Dataset extracts labeled with boxes
···
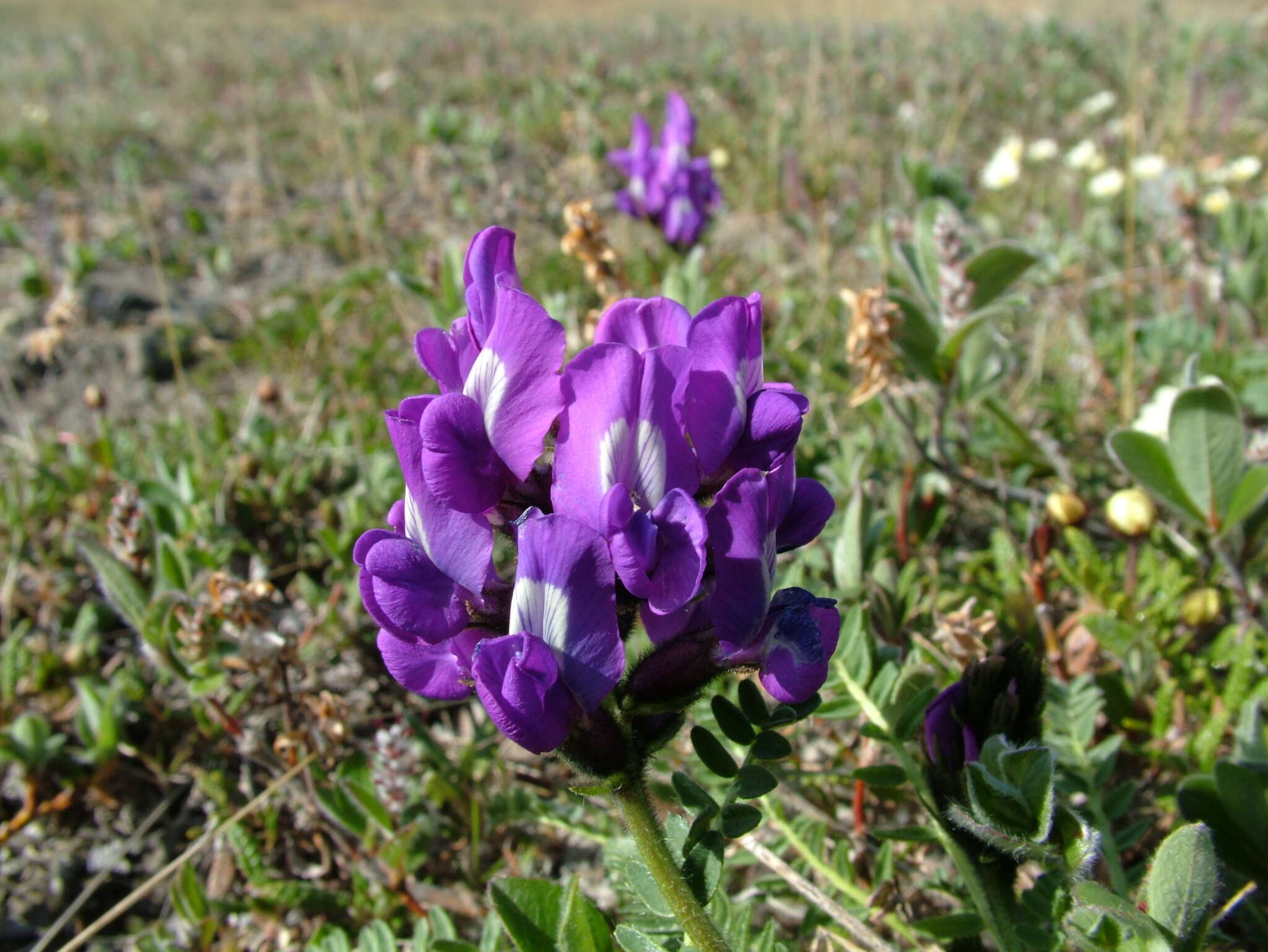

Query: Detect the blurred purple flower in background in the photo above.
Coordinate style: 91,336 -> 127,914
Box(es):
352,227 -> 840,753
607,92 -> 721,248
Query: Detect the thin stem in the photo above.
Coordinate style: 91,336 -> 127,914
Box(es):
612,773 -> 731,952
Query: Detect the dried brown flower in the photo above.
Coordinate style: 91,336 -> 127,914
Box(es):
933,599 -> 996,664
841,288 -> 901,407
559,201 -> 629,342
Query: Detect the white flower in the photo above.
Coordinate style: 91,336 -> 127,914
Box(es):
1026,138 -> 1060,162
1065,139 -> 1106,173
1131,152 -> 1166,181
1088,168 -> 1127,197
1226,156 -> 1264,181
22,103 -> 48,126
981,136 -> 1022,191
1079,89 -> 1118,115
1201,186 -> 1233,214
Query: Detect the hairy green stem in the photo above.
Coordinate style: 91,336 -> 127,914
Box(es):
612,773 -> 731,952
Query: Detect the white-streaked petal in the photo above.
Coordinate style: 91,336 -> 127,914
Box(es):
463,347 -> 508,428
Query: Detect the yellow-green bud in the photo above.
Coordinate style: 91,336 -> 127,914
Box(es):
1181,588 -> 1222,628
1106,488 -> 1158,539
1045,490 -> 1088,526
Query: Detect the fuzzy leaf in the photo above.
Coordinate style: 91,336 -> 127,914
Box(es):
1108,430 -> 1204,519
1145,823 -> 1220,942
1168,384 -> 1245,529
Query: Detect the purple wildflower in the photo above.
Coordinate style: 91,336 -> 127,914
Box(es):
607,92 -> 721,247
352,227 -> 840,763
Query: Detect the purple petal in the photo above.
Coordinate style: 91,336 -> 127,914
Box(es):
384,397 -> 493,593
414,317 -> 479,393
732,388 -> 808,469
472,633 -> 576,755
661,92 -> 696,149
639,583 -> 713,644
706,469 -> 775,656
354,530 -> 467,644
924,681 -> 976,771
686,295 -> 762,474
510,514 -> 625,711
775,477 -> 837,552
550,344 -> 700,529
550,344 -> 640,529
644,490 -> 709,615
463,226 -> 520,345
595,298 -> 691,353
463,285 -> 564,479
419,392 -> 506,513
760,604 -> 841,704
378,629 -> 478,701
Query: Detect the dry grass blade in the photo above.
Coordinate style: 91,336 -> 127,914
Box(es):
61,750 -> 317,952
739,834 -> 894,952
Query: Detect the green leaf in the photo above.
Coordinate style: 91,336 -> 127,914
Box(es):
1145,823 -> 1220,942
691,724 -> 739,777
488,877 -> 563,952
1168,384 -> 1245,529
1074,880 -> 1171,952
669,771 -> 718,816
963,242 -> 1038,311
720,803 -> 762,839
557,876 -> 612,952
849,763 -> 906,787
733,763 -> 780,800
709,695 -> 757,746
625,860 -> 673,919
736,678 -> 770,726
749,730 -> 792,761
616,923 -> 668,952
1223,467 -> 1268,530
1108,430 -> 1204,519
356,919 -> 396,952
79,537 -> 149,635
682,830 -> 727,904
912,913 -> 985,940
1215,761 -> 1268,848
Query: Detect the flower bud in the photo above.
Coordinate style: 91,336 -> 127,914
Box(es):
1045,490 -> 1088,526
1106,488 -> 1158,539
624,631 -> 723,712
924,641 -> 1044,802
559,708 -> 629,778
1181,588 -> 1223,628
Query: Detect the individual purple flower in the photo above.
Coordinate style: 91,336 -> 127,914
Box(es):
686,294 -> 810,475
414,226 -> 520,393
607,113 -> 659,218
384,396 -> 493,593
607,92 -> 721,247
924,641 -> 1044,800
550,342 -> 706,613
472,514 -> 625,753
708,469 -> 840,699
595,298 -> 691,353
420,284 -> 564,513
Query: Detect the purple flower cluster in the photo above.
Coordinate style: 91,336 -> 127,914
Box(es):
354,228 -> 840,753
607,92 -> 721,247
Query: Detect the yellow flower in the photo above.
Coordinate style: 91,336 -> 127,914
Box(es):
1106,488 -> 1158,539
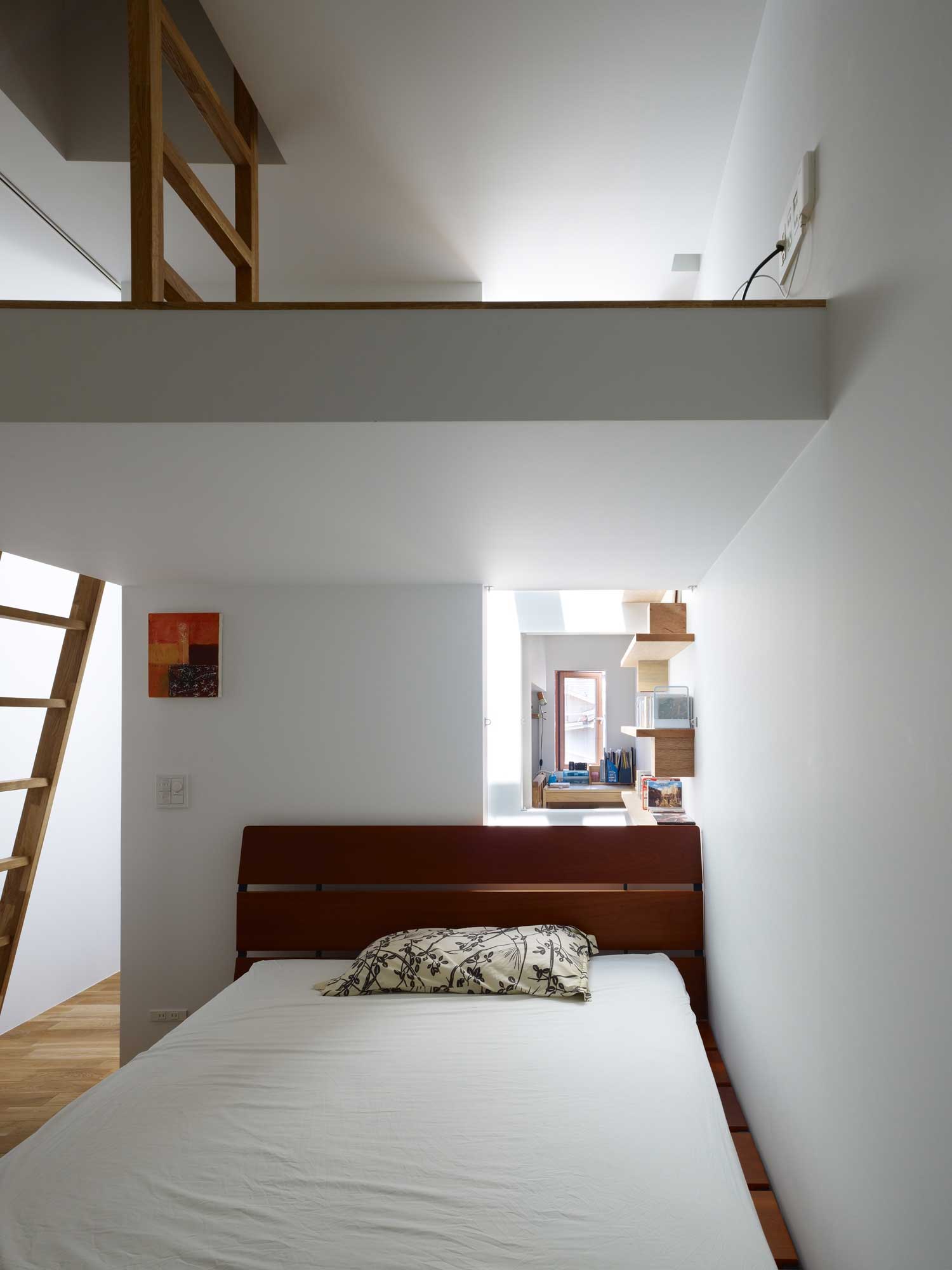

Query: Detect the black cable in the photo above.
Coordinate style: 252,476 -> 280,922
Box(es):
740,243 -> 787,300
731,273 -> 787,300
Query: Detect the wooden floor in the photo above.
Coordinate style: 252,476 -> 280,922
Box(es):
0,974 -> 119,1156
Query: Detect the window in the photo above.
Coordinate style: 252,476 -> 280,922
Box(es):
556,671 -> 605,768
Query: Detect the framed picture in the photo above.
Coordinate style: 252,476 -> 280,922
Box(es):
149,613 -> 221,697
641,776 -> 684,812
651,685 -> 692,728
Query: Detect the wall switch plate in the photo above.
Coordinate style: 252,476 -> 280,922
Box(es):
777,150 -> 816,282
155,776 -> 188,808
···
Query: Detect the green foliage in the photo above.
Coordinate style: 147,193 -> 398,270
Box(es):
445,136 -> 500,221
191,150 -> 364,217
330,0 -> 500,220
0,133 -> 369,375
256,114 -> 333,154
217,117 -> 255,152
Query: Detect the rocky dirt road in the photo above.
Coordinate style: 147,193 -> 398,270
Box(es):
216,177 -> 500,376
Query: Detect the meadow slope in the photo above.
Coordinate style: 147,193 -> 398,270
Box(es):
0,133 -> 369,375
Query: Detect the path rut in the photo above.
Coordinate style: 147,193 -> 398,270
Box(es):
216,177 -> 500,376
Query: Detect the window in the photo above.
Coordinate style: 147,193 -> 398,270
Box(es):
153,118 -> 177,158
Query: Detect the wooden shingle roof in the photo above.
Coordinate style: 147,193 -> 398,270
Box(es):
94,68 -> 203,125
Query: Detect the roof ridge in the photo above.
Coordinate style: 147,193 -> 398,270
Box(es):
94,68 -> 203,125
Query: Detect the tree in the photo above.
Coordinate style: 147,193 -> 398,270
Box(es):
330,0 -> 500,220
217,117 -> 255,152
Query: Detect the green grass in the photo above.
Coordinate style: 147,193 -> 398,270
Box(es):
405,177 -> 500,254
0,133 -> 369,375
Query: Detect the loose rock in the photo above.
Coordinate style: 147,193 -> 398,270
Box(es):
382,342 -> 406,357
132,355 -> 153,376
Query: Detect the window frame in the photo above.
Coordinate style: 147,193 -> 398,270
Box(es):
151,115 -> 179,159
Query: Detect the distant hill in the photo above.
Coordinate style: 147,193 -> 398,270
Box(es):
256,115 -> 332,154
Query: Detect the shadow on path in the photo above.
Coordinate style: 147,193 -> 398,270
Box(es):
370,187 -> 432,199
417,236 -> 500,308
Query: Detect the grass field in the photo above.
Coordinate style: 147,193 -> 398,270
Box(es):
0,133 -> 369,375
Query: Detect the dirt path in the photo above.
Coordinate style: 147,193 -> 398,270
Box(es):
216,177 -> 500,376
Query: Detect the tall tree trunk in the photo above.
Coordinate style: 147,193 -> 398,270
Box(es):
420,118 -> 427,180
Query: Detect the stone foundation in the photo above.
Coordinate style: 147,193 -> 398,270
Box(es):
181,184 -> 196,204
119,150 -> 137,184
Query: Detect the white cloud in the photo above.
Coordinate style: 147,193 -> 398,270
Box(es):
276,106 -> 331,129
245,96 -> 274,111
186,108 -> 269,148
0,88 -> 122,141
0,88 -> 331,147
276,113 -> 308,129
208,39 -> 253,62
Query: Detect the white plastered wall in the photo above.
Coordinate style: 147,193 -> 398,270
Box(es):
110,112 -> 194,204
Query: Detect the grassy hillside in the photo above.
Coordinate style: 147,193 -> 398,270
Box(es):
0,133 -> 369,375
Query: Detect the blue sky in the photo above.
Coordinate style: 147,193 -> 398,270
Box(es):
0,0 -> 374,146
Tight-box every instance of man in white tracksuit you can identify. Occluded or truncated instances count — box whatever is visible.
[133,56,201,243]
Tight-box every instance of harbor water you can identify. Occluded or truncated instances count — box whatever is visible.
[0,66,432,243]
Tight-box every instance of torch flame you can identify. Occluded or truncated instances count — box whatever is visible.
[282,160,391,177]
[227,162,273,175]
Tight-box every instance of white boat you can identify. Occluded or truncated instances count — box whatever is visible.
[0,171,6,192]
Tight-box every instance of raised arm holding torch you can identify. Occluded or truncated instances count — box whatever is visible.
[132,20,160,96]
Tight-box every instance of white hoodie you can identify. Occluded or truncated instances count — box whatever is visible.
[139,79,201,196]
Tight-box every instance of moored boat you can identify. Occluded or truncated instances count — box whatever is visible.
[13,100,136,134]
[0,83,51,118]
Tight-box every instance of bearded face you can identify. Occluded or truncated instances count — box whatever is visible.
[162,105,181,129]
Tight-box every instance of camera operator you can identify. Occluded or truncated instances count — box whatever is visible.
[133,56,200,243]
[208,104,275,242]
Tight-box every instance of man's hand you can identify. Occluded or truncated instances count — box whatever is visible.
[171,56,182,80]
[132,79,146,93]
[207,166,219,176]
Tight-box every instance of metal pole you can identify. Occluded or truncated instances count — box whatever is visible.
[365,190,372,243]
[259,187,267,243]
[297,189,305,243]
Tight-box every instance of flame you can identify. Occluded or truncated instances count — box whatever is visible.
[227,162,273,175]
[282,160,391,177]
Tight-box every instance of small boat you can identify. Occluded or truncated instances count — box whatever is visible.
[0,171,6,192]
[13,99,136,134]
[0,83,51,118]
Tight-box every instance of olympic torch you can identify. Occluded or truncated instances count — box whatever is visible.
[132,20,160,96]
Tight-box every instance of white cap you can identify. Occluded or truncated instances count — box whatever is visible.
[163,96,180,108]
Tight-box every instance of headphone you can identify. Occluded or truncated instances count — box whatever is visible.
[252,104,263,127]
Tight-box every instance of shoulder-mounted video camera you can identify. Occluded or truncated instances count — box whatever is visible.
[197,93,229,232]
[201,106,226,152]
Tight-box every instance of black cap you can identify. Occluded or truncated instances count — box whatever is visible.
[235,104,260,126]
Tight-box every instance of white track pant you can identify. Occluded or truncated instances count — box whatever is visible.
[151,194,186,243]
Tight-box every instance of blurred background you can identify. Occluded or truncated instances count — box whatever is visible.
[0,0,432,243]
···
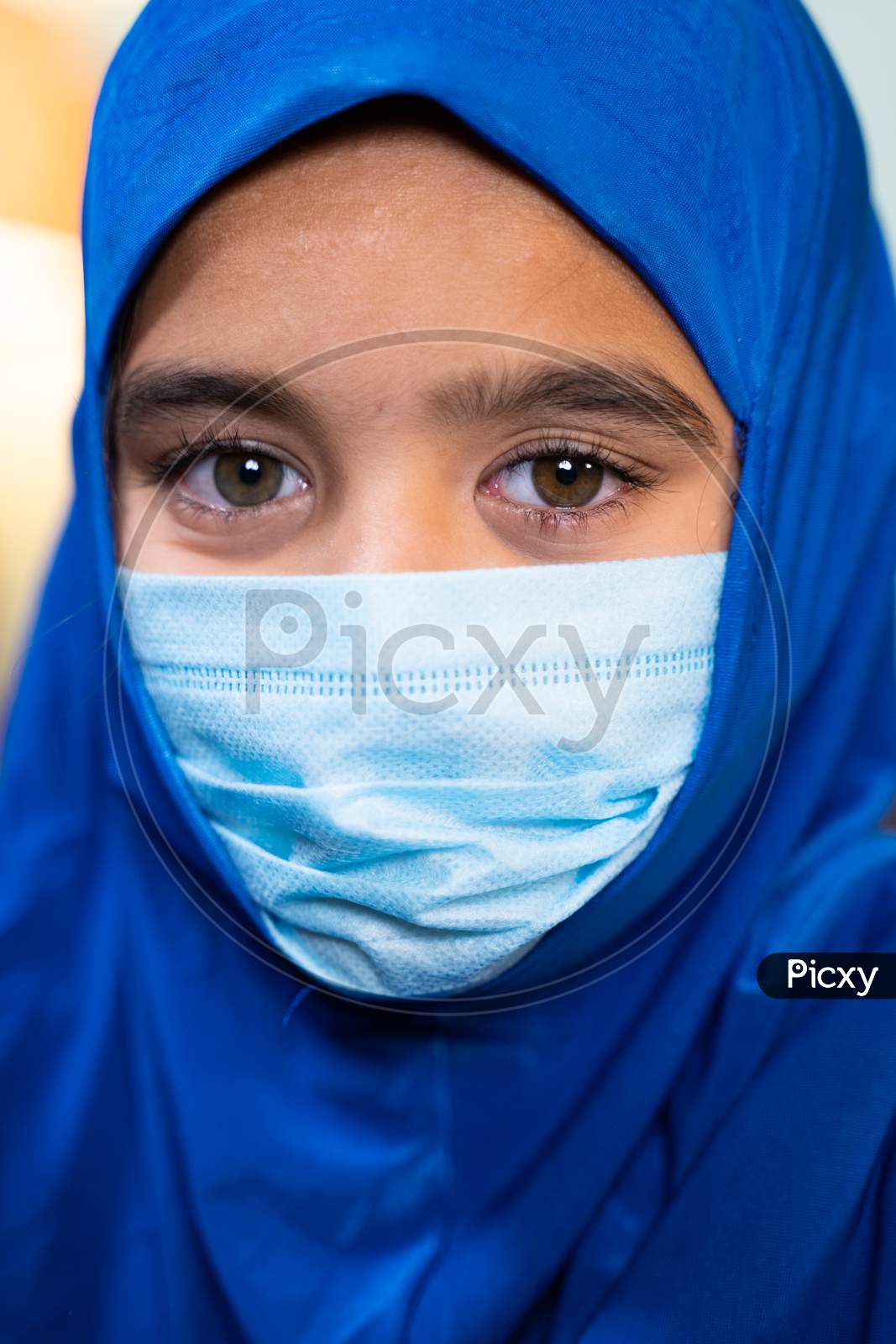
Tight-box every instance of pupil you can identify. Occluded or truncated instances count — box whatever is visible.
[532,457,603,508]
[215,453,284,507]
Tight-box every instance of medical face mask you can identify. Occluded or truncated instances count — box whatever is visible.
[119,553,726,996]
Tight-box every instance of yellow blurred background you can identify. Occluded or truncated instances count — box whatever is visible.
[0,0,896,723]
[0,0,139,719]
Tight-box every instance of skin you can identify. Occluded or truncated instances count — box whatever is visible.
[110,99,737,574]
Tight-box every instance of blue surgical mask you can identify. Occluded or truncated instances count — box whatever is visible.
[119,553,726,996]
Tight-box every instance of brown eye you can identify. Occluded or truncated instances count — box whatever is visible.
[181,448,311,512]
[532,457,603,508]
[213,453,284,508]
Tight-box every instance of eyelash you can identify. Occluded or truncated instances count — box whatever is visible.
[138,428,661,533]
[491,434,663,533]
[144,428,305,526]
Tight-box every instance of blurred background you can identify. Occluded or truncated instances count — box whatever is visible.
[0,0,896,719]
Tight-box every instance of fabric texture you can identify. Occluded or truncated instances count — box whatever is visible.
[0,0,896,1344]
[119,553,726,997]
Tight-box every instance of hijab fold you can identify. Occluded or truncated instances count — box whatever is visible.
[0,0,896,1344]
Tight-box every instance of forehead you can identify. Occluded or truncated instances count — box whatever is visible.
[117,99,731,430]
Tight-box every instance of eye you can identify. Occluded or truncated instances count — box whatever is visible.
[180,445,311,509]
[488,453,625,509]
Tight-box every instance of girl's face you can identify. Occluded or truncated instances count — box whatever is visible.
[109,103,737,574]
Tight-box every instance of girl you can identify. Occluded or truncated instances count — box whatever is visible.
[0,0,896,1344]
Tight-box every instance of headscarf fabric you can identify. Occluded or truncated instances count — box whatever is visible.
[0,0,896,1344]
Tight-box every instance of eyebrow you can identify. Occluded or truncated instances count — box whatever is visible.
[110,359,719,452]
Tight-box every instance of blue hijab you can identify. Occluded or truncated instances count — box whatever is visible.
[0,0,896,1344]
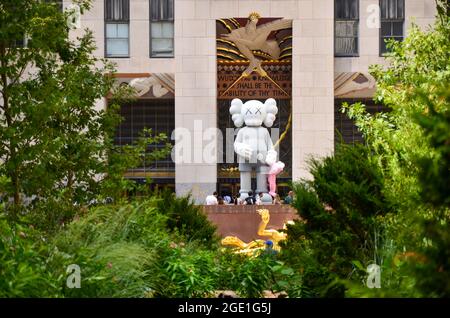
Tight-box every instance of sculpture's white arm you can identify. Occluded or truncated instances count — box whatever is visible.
···
**Do this:**
Can you reproduce, character for character, the items from the line containing "Tight-box every instance of flame" through the line containing "[151,194,186,243]", with both of those lines included?

**Written solution:**
Tight-box every instance of flame you can identify. Occluded or truncated instances count — box whatever is visible.
[227,162,273,175]
[282,160,391,177]
Tight-box every instance of small boat you can identify. Occluded or truncated instances count — box whatever is visible.
[0,171,6,192]
[13,99,136,134]
[0,83,51,118]
Tight-box every instance of olympic torch you can identify. Occluded or truncated instances count — box whatever is visible.
[132,20,160,96]
Tight-box every instance of white cap you can identify. Occluded or truncated instances count — box whatever is visible.
[163,96,180,108]
Tight-box every instance of headphone you can identify. Occluded or truncated instances count — box whatever is visible.
[252,104,263,127]
Tight-box every instance of shoulder-mounted video camera you can identify. Occluded or truncated instances count — box whatever is visible.
[197,93,229,232]
[201,106,226,152]
Tight-box every instance of black cap you can identify. Occluded or truncated instances count — box whatever is visible.
[235,104,260,126]
Tight-box every instance of white track pant you can identify. Occluded or truncated instances count — box whatever is visible.
[151,194,186,243]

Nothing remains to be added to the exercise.